**Problem requirements**
Set down, word for word, the stretch of the frog-care passage from "He's still not" through "week or so ago.".

**Text block**
•••
He's still not eating at all, and I'm really getting tired of removing drowned crickets every morning. They're apparently too dumb to use the duckweed to keep from drowning, and insist on getting into the water even though they have gel available. Hopper still appears okay; not too thin, and not any paler than he was a week or so ago. 

I did get the full hood and a nice UVB light, so he's all set environment-wise. I'm done. I just don't know what else to do for him. The pet store guy (who is supposed to be a phib expert) talked me into trying some Fluker's Repta-Aid Critical Care Formula - Insectivore/Carnivore Emergency Aid. He acted like it was a miracle cure (at $9.99 for a 50 gram pouch, it better be!), but I told him I was concerned about being able to administer it. Needless to say, my fears were not unfounded. That dude is NOT going to open his mouth, period. I was afraid I was going to hurt him trying to poke the end of the doser into his tightly clamped lips. He did open his mouth one time very quickly, and I might have gotten a dab in, but that was about it. After about 10 minutes of poking and struggling, I gave up. I was sure the stress would kill him, but nope, he seems the same two days later. He is still quite strong, and even threatened me and smacked at me a few times while I was trying to administer the med. But when he got so distressed that he began to vocalize, I decided that was enough. He stayed in the water most of the night after that, breathing very rapidly for about 20 minutes before calming down. I played some northern leopard frog vocalizations for him while he calmed down, and he was obviously listening, but never answered. The hydration probably helped him, but he hasn't retuned to the water since then (two days).
•••
**Data under study**
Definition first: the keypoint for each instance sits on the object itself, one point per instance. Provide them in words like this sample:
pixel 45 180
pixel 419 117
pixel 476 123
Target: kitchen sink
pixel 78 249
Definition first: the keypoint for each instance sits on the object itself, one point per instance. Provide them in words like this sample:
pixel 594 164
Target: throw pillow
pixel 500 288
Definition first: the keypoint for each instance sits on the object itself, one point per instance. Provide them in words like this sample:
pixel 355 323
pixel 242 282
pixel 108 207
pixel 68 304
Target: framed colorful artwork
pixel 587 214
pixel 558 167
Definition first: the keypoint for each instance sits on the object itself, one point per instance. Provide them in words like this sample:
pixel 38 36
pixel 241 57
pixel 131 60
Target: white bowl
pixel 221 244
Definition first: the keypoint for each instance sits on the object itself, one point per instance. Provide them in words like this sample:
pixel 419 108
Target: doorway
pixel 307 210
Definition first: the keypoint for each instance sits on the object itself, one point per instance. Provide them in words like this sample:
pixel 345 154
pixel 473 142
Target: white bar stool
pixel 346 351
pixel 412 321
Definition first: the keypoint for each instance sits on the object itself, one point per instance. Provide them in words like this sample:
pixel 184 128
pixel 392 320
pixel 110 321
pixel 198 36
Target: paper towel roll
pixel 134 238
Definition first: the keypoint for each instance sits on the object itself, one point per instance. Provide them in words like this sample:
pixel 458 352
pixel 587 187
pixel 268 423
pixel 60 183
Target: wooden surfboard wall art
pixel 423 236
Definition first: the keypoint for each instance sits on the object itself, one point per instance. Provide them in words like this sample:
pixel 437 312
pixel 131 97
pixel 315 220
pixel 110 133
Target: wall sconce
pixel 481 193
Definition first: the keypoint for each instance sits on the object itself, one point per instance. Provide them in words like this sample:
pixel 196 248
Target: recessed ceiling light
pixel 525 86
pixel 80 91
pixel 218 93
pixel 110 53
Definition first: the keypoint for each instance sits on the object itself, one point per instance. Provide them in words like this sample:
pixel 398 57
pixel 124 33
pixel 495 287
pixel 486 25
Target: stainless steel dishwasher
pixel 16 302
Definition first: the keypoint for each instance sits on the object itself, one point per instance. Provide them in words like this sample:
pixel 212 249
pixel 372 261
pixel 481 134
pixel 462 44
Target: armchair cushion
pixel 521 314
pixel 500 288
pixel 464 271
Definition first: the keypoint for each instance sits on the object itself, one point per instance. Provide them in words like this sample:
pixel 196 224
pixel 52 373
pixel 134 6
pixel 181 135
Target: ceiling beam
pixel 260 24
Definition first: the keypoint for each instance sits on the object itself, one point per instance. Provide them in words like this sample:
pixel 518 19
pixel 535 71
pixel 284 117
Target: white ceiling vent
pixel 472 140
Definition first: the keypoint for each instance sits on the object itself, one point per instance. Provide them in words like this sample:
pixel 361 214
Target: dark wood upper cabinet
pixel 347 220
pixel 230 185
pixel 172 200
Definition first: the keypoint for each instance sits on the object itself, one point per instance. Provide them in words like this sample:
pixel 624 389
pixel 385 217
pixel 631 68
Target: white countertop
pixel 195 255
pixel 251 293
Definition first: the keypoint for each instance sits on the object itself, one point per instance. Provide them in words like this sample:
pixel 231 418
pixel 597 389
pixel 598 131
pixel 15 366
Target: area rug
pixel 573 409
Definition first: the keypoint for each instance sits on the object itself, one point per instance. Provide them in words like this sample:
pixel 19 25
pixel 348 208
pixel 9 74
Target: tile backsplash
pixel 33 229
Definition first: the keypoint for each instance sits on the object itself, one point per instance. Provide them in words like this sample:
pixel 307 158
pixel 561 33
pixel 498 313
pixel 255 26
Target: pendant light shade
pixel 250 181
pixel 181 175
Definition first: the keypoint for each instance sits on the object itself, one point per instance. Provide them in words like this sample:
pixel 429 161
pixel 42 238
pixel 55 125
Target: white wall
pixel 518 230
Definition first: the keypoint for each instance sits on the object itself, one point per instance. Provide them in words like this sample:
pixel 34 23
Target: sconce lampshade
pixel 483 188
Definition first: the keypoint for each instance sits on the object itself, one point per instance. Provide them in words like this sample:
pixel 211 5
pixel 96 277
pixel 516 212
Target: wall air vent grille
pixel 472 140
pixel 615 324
•••
**Output**
He's still not eating at all, and I'm really getting tired of removing drowned crickets every morning. They're apparently too dumb to use the duckweed to keep from drowning, and insist on getting into the water even though they have gel available. Hopper still appears okay; not too thin, and not any paler than he was a week or so ago.